→ **Selected excerpt**:
■ ■ ■

# Just ordered a new car...



## phope (Mar 26, 2006)

Hands are still shaking...I get nervous spending money  :lol:

After lots of thoughts, have decided to come back to a Volkswagen...this time, a Golf GTI 30th Anniversary Edition 

I love my TT but I've wanted a MK5 GTI for ages as well, and the time is right for a change

The Mk2 TT I would like and the Porsche that I want are just too expensive, so will have to wait :lol:

2007 sees the 30th Anniversary of the Golf GTI, so VW are building a 230PS version of the GTI...30 more horsepower than the standard GTI...beats 30 candles on a cake anyday ;D

Ignore the crap photoshop from the press release...no proper pics available yet...the wheels look crap here










Leather/Tartan combo seats, with BBS CH/CO type alloys...torn between ordering Red or White but this edition will have fully painted bumpers and side skirt trim, so all white may just be too much!!

The spec of the car is great anyway from factory, so just a few things added by me










Better idea of what the wheels will look like on a GTI










Earliest delivery is going to be late January/February, with only 1500 cars available to the UK - an average of less than 5 per dealer, and I'm number two on their list now!

Have placed a deposit on:

Tornado Red "Edition 30" GTI
6 sp manual

Options of

Bi-Xenon headlights
Factory fitted Ipod socket (lack of track info on DIS doesn't bother me)
Highline computer/Driver Information System (only Â£45 extra...what the hell!!)
In dash 6-CD changer

Can't wait...just got to pay for the thing now :roll: :lol:


----------



## YELLOW_TT (Feb 25, 2004)

I was thinking about changing my 25th anni for one of these but to be honest the early press pics with the black wheels put me off :?


----------



## p1tse (Sep 20, 2004)

awesome. how have they upped the power? is it similar to the MKI TT with the 225 and the QS, with a remap or is there internal upgrades?


----------



## kmpowell (May 6, 2002)

p1tse said:


> awesome. how have they upped the power?

■ ■ ■

→ **Dataset**:
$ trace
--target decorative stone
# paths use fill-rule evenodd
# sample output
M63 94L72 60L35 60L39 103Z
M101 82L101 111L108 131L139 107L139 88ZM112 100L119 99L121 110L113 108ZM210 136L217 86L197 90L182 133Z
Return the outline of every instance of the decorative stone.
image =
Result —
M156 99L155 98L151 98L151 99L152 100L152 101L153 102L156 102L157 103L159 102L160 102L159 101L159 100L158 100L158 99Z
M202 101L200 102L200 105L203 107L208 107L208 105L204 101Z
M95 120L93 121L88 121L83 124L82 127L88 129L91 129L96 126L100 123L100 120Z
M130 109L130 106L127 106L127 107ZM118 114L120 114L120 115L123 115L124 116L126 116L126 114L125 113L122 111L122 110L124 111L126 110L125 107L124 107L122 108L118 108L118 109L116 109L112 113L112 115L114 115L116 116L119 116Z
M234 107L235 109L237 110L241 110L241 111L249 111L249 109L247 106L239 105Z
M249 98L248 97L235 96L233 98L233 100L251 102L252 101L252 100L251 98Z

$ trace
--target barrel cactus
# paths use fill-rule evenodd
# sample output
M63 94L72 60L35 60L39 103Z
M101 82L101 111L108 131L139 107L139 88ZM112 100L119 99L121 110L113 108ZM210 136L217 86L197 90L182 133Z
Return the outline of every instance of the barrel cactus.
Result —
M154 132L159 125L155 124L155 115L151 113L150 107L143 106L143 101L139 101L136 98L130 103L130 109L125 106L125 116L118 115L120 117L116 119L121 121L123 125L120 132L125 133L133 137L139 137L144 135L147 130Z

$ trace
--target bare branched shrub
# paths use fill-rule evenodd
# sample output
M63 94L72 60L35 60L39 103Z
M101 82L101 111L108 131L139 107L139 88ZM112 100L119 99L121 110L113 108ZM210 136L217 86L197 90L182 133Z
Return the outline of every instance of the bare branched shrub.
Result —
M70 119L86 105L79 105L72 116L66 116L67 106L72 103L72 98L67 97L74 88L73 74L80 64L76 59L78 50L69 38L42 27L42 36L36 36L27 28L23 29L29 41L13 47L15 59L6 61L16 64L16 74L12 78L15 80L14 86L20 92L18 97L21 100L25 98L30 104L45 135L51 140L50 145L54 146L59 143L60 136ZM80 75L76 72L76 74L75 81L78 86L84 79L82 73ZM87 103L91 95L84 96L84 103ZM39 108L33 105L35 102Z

■ ■ ■

→ **What this exercise asks**:
a) Turn the paragraph beginning "Earliest delivery is going to be" in the forum thread about ordering a Golf GTI into a short bulleted list that keeps its main facts.
b) Proceed with the forum thread about ordering a Golf GTI, starting right after its final quoted line.

→ **Answers in order**:
a)
- Earliest delivery: late January/February
- Only 1500 cars available to the UK
- That averages fewer than 5 per dealer
- The poster is currently number two on the dealer's list

b)
According to the press release they have, however......

.... co-incidently when Vauxhall released the VXR Astra, and Ford the Focus ST, VW quietly changed the engine in the GTi (the code changed from AXX to BWA) and in this change included uprated pistons.

Now, although VW still claim the GTi pushes out 200ps, all the BWA engined GTi's (roughly made from around Sep 05>) that have seen rollers on the UK MKIV forum have all put out at least 220ps! Therfore there is still some specualtion as to whether this 30th anv car has an uprated engine or not!


----------



## cuTTsy (Jan 31, 2003)

Wheels look great. same as the ones I have on the sportback :wink:


----------



## BAMTT (Feb 22, 2004)

Personally i prefer the Monza II's but then i would


----------



## garyc (May 7, 2002)

Nice. Not so sure about black wheels on the red coachwork.

Will they all be 3 door and DSG?


----------



## BAMTT (Feb 22, 2004)

DSG is a Â£1500 ish option not sure if they are doing a 5 door


----------



## phope (Mar 26, 2006)

yup - 3 and 5 door, manual and DSG

pretty well specced anyway from the factory, and can have any GTI option added, apart from different wheels, full leather and Recaro seats

Palette of 6 colours

Tornado Red
Candy White
Black
Steel Grey metallic
Reflex Silver metallic
Black Pearl

I was kinda hoping for some of the classic GTI colours to be available as well, eg, Helios Blue or Lhasa Green, but oh well!!


----------



## Rhod_TT (May 7, 2002)

White. Get it in WHITE.


----------



## phope (Mar 26, 2006)

just been up to the dealer to confirm the order...now away into the ordering system

Couple of spec additions by me...took a couple off as well

It might still be red that I've ordered...then again, it might not... :wink:


----------



## Neil (May 7, 2002)

mmm, interesting. Thinking of a GTi for the Mrs, quite liking the idea of the 30th anni version - like the tartan/leather combo, love the wheels (though the Monza's are great as well), so would really like a definitive answer on whether the power output has been hiked :?

I'm guessing the discounts that are available on the std GTi won't be available as readily on this version, so if there's no power increase then it's probably not worth it.


----------



## gcp (Aug 8, 2002)

neil1003 said:


> I'm guessing the discounts that are available on the std GTi won't be available as readily on this version, so if there's no power increase then it's probably not worth it.


Have you found a dealer willing to give any ?


----------



## Neil (May 7, 2002)

gcp said:


> neil1003 said:
> 
> 
> > I'm guessing the discounts that are available on the std GTi won't be available as readily on this version, so if there's no power increase then it's probably not worth it.
> ...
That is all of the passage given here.